▸ PROBLEM TO WORK ON: Please render the lines that start with the one containing "Segmentation: every <instance>" and go on through the one containing "positive clicks: (445, 226)" as a Markdown table, leaving out blank lines. Put a running number in a column headed No. and each line in a column headed Line.
Start of THE INPUT
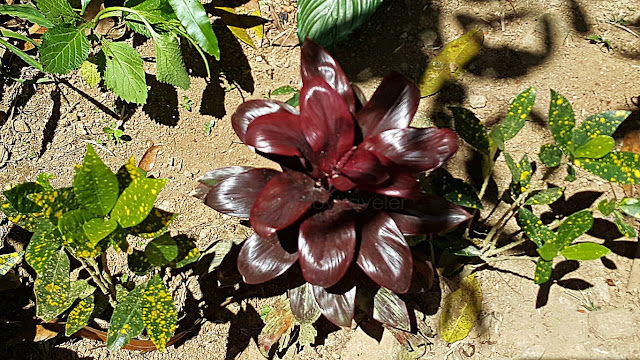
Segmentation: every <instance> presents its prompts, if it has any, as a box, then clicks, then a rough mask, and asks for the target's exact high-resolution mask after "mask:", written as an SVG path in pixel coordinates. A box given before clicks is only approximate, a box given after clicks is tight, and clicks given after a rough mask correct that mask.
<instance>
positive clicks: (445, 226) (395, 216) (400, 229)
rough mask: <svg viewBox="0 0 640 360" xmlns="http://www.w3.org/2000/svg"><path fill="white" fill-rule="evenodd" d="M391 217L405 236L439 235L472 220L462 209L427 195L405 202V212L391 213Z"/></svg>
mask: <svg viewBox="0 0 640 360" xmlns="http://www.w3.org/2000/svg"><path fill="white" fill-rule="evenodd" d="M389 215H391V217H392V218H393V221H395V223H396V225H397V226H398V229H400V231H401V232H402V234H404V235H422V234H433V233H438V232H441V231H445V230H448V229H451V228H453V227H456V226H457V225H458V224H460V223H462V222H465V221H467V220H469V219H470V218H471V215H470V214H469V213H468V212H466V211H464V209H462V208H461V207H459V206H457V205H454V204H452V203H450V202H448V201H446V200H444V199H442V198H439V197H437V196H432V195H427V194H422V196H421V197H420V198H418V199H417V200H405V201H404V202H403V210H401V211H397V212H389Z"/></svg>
End of THE INPUT
Start of THE INPUT
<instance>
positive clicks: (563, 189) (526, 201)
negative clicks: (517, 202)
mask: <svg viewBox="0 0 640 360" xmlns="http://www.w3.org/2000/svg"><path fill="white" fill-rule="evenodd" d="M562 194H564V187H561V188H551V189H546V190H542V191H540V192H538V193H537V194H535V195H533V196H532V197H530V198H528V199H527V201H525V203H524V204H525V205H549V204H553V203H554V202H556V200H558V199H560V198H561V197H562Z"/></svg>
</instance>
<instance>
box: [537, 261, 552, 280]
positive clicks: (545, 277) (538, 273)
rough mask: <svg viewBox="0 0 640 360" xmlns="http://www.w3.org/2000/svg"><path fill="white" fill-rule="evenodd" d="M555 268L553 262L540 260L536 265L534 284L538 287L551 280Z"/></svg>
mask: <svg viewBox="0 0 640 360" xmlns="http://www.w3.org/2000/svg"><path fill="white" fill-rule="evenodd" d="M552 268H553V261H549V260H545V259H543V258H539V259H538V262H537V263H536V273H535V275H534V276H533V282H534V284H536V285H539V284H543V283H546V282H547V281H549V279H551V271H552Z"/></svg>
End of THE INPUT
▸ REPLY TO THE TASK:
| No. | Line |
|---|---|
| 1 | Segmentation: every <instance> presents its prompts, if it has any, as a box, then clicks, then a rough mask, and asks for the target's exact high-resolution mask after "mask:", written as an SVG path in pixel coordinates. A box given before clicks is only approximate, a box given after clicks is tight, and clicks given after a rough mask correct that mask. |
| 2 | <instance> |
| 3 | positive clicks: (445, 226) (395, 216) (400, 229) |